Textauszug »
┌──

Was wollte Merkel erreichen?

Sie hatte vorher versucht, die Erwartungen herunterzuschrauben. Ihren Wunsch nach Flüchtlingskontingenten für alle EU-Staaten kassierte sie für diesen Gipfel erst einmal ein, weil es nicht den Hauch einer Chance dafür gab. Aber wenigstens Solidarität einer kleinen Koalition der Willigen hatte sie erhofft. Und, dass die EU sich zu ihrem Ende November beschlossenen Aktionsplan mit der Türkei bekennt. Die Türkei ist für Merkel der Schlüssel zur Reduzierung der Flüchtlingszahl.

Was hat sie bekommen?

Erst einmal Rückschläge. Das befreundete Österreich verkündete kurz vor dem Gipfel eine Obergrenze für die Aufnahme von Flüchtlingen und erklärt die Koalition der Willigen für tot; auch Frankreich geht vor dem Treffen auf Distanz zu Deutschland. Die in Brüssel geplanten Gespräche des türkischen Ministerpräsidenten Ahmet Davutoglu mit dem Club der Willigen werden nach dem Anschlag in Ankara abgesagt.

Hat die Kanzlerin gar nichts erreicht?

Doch. Es wird einen neuen Sondergipfel des gesamten Rates mit der Türkei Anfang März geben. Das ist mehr als eine kleine Koalition der Willigen und eine Chance für Merkel, vor den drei Landtagswahlen am 13. März ein Signal zur Reduzierung der Flüchtlingszahlen zu setzen. Außerdem bekräftigen die Staats- und Regierungschefs den im November beschlossenen EU-Türkei-Aktionsplan als gemeinsame Priorität. Das ist angesichts der drohenden Spaltung in Willige und Unwillige ein Gewinn, wenn auch in den Augen vieler Bürger ein beschämend kleiner.

└──

Übungsaufgaben »
a) Beantworten Sie anhand des Textauszugs kurz:
(i) Welchen Wunsch stellte Merkel für diesen Gipfel zunächst zurück?
(ii) Welches Land verkündete kurz vor dem Gipfel eine Obergrenze für die Aufnahme von Flüchtlingen?
(iii) Wann soll der neue Sondergipfel des gesamten Rates mit der Türkei stattfinden?
b) Ändern Sie bitte im Textauszug die Passage von "Doch. Es wird" bis "ein beschämend kleiner.", indem Sie "Sondergipfel" durch "Krisengipfel" ersetzen, und geben Sie die Passage wieder.
Stützen Sie sich ausschließlich auf den Textauszug.

Daten zur Prüfung »
┌──

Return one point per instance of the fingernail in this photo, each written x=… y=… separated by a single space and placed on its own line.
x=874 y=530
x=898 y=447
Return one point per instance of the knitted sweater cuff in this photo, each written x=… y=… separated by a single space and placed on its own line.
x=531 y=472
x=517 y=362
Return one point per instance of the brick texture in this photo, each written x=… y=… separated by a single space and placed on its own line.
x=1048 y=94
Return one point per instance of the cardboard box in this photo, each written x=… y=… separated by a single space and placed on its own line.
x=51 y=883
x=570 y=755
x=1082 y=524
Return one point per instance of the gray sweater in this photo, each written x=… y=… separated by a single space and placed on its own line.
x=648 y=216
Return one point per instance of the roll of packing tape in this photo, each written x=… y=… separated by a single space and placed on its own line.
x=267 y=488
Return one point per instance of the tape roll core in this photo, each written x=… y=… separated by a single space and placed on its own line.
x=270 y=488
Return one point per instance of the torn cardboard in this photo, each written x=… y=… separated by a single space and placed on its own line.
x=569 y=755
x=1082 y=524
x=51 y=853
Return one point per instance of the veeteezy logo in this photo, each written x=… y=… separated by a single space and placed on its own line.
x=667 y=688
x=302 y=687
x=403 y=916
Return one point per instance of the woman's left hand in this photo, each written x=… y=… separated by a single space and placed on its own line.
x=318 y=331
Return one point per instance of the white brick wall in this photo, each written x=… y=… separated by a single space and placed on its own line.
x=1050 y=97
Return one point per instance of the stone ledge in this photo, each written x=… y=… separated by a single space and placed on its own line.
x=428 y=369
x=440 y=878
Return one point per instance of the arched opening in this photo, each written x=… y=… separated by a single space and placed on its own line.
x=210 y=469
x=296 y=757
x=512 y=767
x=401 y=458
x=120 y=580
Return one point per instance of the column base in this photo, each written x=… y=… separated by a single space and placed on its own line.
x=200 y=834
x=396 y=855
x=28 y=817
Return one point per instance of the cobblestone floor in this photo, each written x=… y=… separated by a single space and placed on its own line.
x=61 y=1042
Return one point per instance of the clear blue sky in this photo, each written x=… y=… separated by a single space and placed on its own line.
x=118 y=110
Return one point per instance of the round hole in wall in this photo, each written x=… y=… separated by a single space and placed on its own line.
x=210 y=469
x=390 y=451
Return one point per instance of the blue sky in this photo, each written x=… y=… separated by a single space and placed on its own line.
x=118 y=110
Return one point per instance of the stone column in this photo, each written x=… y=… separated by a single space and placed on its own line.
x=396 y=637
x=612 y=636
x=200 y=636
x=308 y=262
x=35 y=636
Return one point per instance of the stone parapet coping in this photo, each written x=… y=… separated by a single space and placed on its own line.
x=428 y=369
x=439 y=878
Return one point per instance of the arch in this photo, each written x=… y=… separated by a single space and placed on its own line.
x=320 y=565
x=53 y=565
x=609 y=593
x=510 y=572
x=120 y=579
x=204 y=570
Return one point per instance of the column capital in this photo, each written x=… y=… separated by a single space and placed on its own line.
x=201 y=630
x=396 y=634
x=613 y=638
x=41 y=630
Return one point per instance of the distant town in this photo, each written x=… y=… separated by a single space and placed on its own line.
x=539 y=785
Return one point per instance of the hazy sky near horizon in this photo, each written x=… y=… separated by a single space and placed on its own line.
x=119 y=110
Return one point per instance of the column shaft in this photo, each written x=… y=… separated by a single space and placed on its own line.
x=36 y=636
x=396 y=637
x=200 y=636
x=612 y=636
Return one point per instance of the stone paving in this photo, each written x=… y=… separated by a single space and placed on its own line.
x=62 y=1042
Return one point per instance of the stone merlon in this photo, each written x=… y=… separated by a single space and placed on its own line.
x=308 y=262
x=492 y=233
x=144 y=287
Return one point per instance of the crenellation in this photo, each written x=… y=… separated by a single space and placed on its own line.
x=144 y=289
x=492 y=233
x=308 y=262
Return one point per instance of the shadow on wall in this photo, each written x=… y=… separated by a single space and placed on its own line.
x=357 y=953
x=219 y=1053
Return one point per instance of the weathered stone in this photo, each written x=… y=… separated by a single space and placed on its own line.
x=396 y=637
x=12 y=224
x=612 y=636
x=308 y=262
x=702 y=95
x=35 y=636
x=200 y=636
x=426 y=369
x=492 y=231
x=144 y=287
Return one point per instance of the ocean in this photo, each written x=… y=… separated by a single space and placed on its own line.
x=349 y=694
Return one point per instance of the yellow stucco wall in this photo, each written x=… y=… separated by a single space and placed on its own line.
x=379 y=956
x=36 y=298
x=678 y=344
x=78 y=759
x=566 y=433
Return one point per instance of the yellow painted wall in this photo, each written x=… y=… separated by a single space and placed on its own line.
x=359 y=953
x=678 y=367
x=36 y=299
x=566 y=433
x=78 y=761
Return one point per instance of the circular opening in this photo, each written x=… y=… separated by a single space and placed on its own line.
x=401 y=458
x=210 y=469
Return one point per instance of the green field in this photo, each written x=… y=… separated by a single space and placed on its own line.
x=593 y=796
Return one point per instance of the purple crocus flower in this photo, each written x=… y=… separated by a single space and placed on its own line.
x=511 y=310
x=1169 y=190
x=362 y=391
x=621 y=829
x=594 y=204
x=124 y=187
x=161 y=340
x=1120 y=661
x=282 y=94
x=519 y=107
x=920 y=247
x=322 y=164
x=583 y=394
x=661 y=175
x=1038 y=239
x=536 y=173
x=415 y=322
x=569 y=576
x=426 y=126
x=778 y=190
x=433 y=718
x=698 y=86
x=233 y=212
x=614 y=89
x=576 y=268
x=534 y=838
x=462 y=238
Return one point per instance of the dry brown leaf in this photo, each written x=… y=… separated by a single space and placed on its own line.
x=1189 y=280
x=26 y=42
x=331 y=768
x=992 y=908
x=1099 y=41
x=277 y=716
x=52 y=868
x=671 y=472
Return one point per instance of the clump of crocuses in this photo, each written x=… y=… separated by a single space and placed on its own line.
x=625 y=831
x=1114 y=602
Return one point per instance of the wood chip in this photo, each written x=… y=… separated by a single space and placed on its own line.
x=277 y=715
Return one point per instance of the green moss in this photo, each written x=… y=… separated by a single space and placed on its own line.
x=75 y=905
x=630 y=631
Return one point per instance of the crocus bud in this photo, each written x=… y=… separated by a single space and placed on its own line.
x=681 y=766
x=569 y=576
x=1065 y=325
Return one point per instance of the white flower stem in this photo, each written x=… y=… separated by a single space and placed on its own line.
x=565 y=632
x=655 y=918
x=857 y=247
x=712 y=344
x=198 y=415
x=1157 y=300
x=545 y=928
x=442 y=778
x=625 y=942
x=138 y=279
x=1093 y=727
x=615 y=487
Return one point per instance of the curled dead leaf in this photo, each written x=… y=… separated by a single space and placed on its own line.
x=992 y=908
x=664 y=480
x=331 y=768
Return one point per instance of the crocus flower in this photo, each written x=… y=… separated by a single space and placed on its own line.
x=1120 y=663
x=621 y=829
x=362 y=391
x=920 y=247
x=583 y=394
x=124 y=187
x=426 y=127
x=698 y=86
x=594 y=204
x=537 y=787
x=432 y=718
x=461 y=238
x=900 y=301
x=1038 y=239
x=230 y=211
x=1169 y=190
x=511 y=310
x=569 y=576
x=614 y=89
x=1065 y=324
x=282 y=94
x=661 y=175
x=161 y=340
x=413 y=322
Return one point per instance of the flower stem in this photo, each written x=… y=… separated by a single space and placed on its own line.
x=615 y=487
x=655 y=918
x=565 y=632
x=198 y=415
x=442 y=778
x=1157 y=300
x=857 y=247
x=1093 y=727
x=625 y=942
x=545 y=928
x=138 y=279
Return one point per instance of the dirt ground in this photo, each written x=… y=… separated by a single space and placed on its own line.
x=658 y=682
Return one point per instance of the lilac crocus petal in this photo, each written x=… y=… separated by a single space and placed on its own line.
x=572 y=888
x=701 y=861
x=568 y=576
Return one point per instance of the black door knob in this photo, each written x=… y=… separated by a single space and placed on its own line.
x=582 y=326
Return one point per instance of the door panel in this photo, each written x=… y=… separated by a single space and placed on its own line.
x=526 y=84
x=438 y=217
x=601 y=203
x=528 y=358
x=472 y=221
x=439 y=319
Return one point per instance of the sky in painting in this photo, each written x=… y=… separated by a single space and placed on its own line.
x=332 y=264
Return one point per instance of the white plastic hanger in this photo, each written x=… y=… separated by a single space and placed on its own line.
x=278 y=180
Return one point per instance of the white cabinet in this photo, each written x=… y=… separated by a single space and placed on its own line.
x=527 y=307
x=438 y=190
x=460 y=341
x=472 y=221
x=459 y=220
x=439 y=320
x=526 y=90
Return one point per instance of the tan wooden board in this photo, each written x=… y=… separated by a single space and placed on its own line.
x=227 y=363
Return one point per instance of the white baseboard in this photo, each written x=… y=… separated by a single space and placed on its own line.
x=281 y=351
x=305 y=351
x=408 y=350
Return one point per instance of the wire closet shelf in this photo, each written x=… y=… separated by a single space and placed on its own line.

└──

Lösungen »
a)
(i) Den Wunsch nach Flüchtlingskontingenten für alle EU-Staaten.
(ii) Österreich.
(iii) Anfang März.

b)
Doch. Es wird einen neuen Krisengipfel des gesamten Rates mit der Türkei Anfang März geben. Das ist mehr als eine kleine Koalition der Willigen und eine Chance für Merkel, vor den drei Landtagswahlen am 13. März ein Signal zur Reduzierung der Flüchtlingszahlen zu setzen. Außerdem bekräftigen die Staats- und Regierungschefs den im November beschlossenen EU-Türkei-Aktionsplan als gemeinsame Priorität. Das ist angesichts der drohenden Spaltung in Willige und Unwillige ein Gewinn, wenn auch in den Augen vieler Bürger ein beschämend kleiner.